YOUR INSTRUCTIONS
Every line below should be copied exactly; drop the pictures.
-- BEGIN MATERIAL PROVIDED --
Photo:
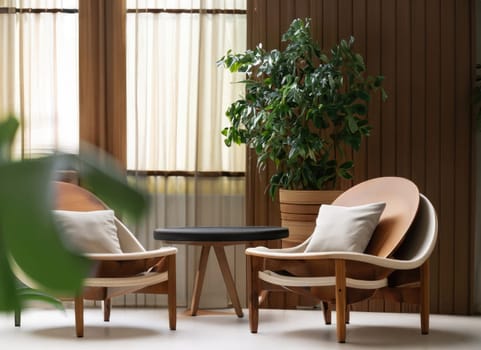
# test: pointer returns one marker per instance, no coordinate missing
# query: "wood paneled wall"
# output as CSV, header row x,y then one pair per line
x,y
424,131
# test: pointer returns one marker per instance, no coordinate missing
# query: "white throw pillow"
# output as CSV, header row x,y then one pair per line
x,y
89,231
345,228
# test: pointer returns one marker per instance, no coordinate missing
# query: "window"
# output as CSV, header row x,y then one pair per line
x,y
39,73
176,94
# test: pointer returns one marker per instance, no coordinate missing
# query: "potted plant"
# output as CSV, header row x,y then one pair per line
x,y
303,109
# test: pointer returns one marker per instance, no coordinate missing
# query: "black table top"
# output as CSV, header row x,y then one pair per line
x,y
221,233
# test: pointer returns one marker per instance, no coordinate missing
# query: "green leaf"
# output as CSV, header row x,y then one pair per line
x,y
352,124
8,128
9,300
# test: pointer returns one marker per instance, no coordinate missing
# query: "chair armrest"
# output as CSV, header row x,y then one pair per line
x,y
281,254
157,253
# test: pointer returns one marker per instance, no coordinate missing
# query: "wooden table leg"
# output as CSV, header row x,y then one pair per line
x,y
199,279
229,281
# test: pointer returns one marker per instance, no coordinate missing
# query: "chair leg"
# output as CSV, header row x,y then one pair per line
x,y
79,316
253,292
327,312
107,307
424,291
341,300
17,317
171,293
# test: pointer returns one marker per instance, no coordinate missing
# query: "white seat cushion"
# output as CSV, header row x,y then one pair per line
x,y
89,231
341,228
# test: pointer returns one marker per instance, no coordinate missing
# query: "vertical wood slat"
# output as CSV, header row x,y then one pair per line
x,y
433,139
445,210
462,156
102,75
424,130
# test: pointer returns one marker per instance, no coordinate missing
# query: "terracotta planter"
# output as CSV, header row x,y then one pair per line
x,y
299,211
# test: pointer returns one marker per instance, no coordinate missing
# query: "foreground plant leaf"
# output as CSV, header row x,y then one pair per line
x,y
31,238
30,241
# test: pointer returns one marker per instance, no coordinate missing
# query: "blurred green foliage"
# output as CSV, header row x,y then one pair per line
x,y
29,239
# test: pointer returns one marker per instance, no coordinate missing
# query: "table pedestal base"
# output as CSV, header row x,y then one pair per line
x,y
226,274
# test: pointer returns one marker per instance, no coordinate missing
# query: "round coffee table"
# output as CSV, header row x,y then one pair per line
x,y
218,237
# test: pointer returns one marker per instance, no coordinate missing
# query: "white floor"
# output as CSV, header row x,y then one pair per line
x,y
140,328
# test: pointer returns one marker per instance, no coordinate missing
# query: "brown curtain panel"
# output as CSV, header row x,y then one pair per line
x,y
102,75
424,131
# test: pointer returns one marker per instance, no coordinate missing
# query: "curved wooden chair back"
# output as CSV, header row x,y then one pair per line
x,y
402,201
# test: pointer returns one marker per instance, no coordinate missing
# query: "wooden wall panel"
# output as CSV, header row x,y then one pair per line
x,y
424,131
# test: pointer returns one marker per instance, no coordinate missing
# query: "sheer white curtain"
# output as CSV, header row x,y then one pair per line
x,y
39,73
176,101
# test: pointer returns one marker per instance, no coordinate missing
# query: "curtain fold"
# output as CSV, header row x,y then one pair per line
x,y
39,74
176,102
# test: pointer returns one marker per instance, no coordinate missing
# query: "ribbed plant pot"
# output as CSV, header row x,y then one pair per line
x,y
299,211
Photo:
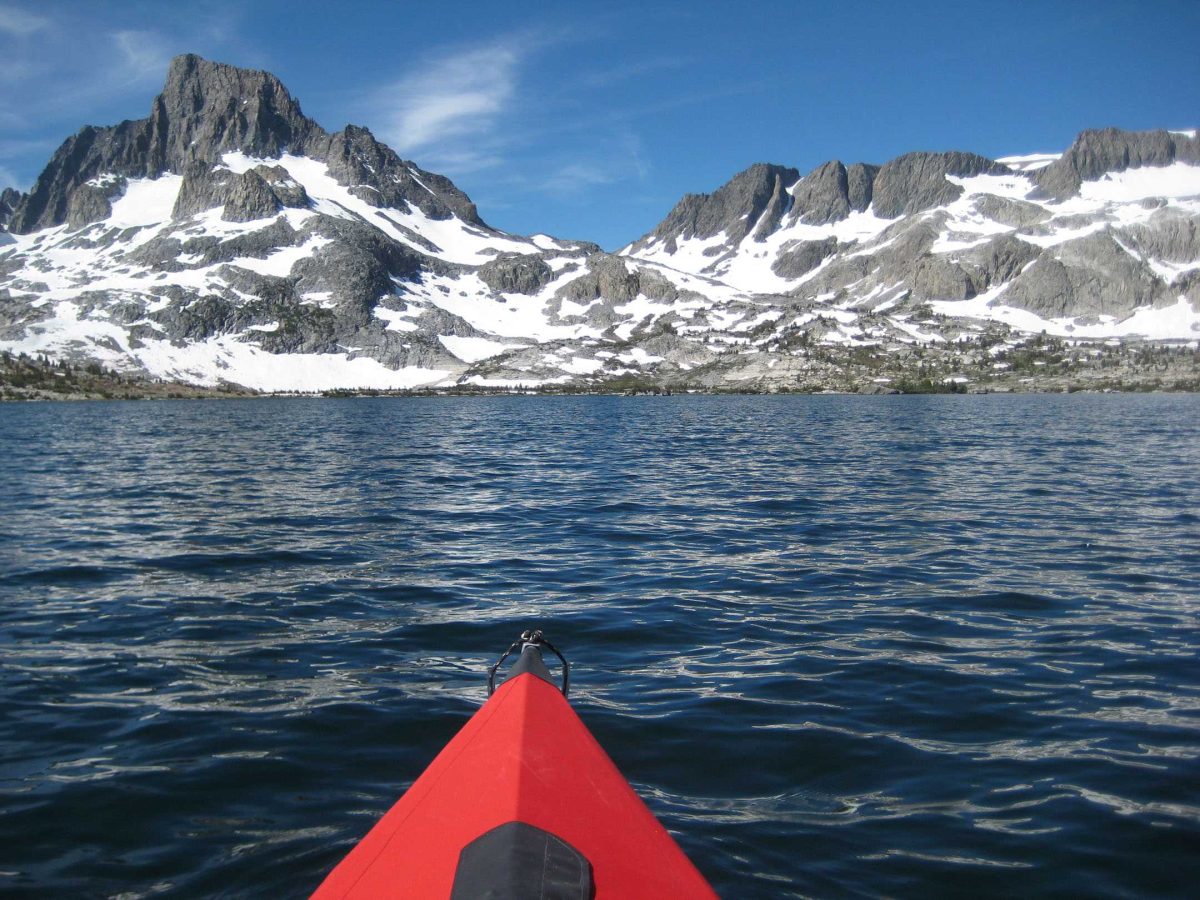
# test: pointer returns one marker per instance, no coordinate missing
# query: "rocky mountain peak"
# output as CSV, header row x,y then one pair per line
x,y
209,108
832,191
1097,151
9,199
917,181
736,208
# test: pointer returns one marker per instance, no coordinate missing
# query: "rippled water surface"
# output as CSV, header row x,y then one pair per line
x,y
843,646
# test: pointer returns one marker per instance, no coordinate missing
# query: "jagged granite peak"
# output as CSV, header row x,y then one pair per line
x,y
832,191
204,109
735,208
207,109
357,159
1102,150
516,274
1090,276
9,199
917,181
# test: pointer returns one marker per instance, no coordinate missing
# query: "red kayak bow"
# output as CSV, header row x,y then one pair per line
x,y
521,803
-- END MATERIAL PROVIDED --
SOLUTION
Photo:
# test: pointer returns one marker per instance, no coordinate missing
# query: "wood paneled wall"
# output as CSV, header row x,y then one pair per line
x,y
424,131
# test: pointer returns one marker per instance, no coordinate missing
# query: "white throw pillow"
# output as CSV, header row x,y then one pair per line
x,y
89,231
345,228
# test: pointer returns one marker per instance, no coordinate missing
# query: "window"
# output as CSV, header row x,y then one pair per line
x,y
39,73
176,94
# test: pointer returns one marker per instance, no coordinate missing
# query: "potted plant"
# output as CSV, header row x,y then one pair per line
x,y
303,109
# test: pointer returns one marker per instance, no coordinate missing
# query: "black table top"
# output as CSV, header row x,y then one pair per line
x,y
221,233
# test: pointer returns one marker per instance, no coordinate missing
# query: "green leaf"
# output as CSV, header row x,y then one pair per line
x,y
352,124
8,128
9,300
# test: pointer returns one marker per instance, no coordinate missing
# query: "chair armrest"
# output as CSV, header row x,y then one pair per line
x,y
281,254
157,253
# test: pointer returns one marker per instance, no coordinate missing
# query: "wooden table leg"
# output as CSV, header row x,y then one pair per line
x,y
199,279
229,281
# test: pointer returns one marker per instance, no coordinate missing
# query: "chair leg"
# output as CSV, header row x,y then one pair per line
x,y
79,316
253,292
327,312
107,307
424,291
341,300
17,317
171,293
# test: pointer returns one marker per instance, no coordinate missing
# query: "white seat cushion"
# output as CSV, header row x,y then one pair per line
x,y
89,231
341,228
# test: pointer returns one marker per instance, no coordinate missing
# query: "vertical wood slat"
# output as CSV, header row x,y then one pair per line
x,y
433,139
445,210
462,156
102,75
424,130
# test: pointer returns one marker per instance, no coordinate missing
# query: "terracotta planter"
# output as CSV, header row x,y then one pair per line
x,y
299,211
# test: pointer returns one marker per instance, no coordinate missing
# query: "foreground plant leaf"
# output as CSV, header row x,y then one pair per line
x,y
31,238
30,241
# test: pointer returns one marker per instance, no coordinate missing
# query: "blurred green foliage"
# output as CSV, header row x,y then one pair per line
x,y
29,239
# test: pointer returns one marker per instance, no coordinate missing
# query: "table pedestal base"
# output as CSV, header row x,y then one pair per line
x,y
226,274
# test: pointer returns one marker per instance, no coordinate missing
# query: "round coffee table"
# output as CSV, header row x,y then one pair per line
x,y
218,237
# test: pointer returns one marker per instance, no coordinate missing
# query: "white floor"
# output as CSV, header row x,y then one pair per line
x,y
140,328
# test: pointer returns one marker per instance, no coordinate missing
# query: "brown curtain panel"
# output as CSV, header row x,y then one pair per line
x,y
102,75
424,131
# test: pointer returns one marker per instance, no coordinate missing
# query: "curved wooden chair back"
# output as CSV, header row x,y then one pair per line
x,y
402,201
# test: pointer returns one marker per instance, no coordinate missing
# query: "wooden wall panel"
# output as CSV, header row x,y then one pair per line
x,y
424,131
# test: pointer returns one marker per instance, no coordinate missing
# query: "sheer white curtain"
# output as CSV, header row x,y then one pair per line
x,y
39,73
176,101
# test: pointer returns one marker per instance, no coordinate missing
# query: "curtain fold"
# output as CSV, header row x,y then one pair per line
x,y
39,74
176,102
# test: pointer returns one marker per instance, no coordinate missing
# query: "ribbed plant pot"
# output as CSV, header row x,y then one pair per line
x,y
299,211
Photo:
# test: pointer returns one marker per instance, no coordinate missing
# query: "rocky mountain peak"
# output as CSV, header row x,y then one pair per line
x,y
209,108
832,191
1097,151
9,199
917,181
736,208
# test: pointer returns one marker per instance, no coordinate missing
# query: "rippled water surface"
# output as CSV, header row x,y then one pair per line
x,y
843,646
# test: pointer returns one marker per instance, no coordinate missing
# query: "jagged granite peak"
# output as CSV, header row x,y then one pair per line
x,y
832,191
204,109
735,208
207,109
357,159
1102,150
516,274
1090,276
9,199
917,181
# test: pointer returns one marker per instance, no coordinate missing
# query: "red kayak bow"
# output as CSV, header row x,y then one pair per line
x,y
521,803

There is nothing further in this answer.